WHAT YOU ARE ASKED TO DO - Render the part of the listing that opens with the line containing "Quality assurance note: the arched" and closes with the line containing "[[389, 121, 475, 222], [409, 127, 456, 152]]", both included, as a Markdown table with the columns Row and Line. Put each line's running number under Row and its text under Line, and leave out blank lines.

RECORDS FOR THE EXERCISE -
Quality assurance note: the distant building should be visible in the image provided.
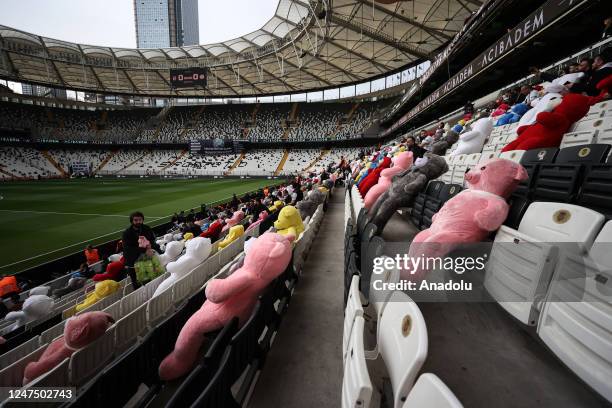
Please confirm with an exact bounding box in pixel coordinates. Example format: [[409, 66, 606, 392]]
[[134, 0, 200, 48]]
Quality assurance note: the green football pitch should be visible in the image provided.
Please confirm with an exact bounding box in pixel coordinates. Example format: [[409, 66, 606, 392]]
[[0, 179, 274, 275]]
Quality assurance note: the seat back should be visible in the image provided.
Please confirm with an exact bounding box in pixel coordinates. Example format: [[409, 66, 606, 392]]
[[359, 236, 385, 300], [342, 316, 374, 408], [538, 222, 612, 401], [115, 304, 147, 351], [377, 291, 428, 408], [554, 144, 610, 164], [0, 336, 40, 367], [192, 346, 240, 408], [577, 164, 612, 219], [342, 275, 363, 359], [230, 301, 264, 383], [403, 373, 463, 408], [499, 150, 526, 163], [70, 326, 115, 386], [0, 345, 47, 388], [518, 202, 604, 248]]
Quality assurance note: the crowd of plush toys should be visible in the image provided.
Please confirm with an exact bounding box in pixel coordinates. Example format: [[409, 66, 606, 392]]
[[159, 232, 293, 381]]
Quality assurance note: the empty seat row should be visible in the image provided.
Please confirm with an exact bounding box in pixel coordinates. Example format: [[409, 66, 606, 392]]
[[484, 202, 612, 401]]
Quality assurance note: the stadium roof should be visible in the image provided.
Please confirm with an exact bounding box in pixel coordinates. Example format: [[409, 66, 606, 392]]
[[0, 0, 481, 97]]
--
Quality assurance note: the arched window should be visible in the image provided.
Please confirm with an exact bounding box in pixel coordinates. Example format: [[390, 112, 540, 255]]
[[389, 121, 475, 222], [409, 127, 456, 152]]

RESPONSE TO THIS TASK -
| Row | Line |
|---|---|
| 1 | Quality assurance note: the arched window should be visible in the image provided. |
| 2 | Please confirm with an exact bounding box in pixel coordinates. Example format: [[390, 112, 540, 255]] |
| 3 | [[389, 121, 475, 222], [409, 127, 456, 152]] |